Challenge
Copy the records from the line with "Can you identify where the bush" up to and including the line with "[138,76,305,178]", substituting "cylindrical stone tower" for "round stone tower" and changing nothing else.
++++++++
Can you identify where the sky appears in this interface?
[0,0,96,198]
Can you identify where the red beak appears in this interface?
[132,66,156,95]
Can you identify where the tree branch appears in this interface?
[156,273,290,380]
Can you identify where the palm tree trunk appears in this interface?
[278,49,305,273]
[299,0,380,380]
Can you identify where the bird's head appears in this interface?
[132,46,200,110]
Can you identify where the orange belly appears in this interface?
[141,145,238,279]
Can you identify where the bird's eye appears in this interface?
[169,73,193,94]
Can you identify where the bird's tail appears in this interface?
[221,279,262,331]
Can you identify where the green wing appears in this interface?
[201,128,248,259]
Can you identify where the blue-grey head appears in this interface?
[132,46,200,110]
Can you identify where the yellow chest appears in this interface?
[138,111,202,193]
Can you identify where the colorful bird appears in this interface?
++++++++
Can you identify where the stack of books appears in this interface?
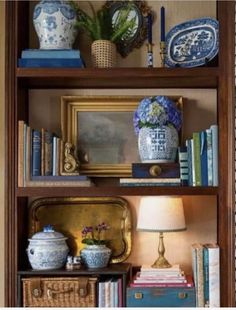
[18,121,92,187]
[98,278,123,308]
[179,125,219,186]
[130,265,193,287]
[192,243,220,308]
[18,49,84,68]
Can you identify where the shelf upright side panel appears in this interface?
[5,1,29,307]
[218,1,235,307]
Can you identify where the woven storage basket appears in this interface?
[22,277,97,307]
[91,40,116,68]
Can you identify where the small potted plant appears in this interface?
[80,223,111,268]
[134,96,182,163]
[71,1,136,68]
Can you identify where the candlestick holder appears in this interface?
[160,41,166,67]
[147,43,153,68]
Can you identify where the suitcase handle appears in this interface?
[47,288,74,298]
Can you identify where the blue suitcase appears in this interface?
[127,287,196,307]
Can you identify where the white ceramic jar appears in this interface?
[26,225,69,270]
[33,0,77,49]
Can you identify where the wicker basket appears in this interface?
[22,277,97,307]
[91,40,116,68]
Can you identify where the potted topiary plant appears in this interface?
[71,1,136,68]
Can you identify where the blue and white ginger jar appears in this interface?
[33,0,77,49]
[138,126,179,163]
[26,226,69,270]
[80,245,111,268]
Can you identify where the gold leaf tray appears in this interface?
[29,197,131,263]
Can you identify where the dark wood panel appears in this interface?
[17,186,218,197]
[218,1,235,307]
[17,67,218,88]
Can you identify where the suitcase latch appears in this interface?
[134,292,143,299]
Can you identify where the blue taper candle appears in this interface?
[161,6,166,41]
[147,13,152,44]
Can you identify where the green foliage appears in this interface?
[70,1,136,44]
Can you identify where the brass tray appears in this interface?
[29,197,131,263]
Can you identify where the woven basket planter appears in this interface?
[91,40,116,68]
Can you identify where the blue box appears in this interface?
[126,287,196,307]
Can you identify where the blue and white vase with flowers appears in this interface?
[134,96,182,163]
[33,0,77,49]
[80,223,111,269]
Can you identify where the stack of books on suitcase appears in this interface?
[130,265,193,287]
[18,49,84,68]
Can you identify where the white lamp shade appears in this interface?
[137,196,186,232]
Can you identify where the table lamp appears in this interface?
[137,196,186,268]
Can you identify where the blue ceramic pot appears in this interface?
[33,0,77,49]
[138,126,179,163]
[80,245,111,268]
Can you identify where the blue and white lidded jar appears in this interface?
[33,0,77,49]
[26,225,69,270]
++++++++
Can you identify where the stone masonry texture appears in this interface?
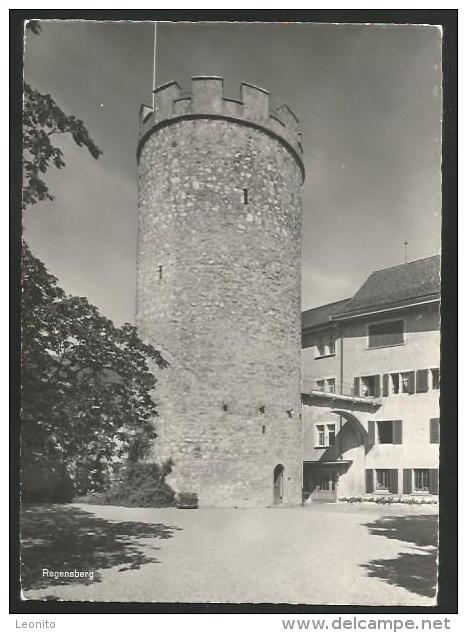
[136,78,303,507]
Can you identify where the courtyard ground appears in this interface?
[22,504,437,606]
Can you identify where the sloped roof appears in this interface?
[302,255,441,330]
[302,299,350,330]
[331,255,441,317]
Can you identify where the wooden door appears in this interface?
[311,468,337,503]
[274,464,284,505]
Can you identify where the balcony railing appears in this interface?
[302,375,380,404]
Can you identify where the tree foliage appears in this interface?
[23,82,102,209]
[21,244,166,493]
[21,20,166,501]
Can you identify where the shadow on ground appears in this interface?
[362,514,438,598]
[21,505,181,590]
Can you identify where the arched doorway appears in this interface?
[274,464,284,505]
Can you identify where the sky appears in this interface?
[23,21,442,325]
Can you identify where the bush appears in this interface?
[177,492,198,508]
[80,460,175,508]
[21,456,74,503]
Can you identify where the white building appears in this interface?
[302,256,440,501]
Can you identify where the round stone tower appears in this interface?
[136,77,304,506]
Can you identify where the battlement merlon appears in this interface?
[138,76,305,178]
++++++++
Reply
Can you identify where the bush appears in this interface?
[177,492,198,508]
[80,460,175,508]
[21,456,74,503]
Can you identify where the white building appears in this interface?
[302,256,440,501]
Can you identify where the cylindrical stone tower appears in this interface?
[136,77,304,506]
Can you identify where the battlement merlon appears in this interface?
[138,76,305,178]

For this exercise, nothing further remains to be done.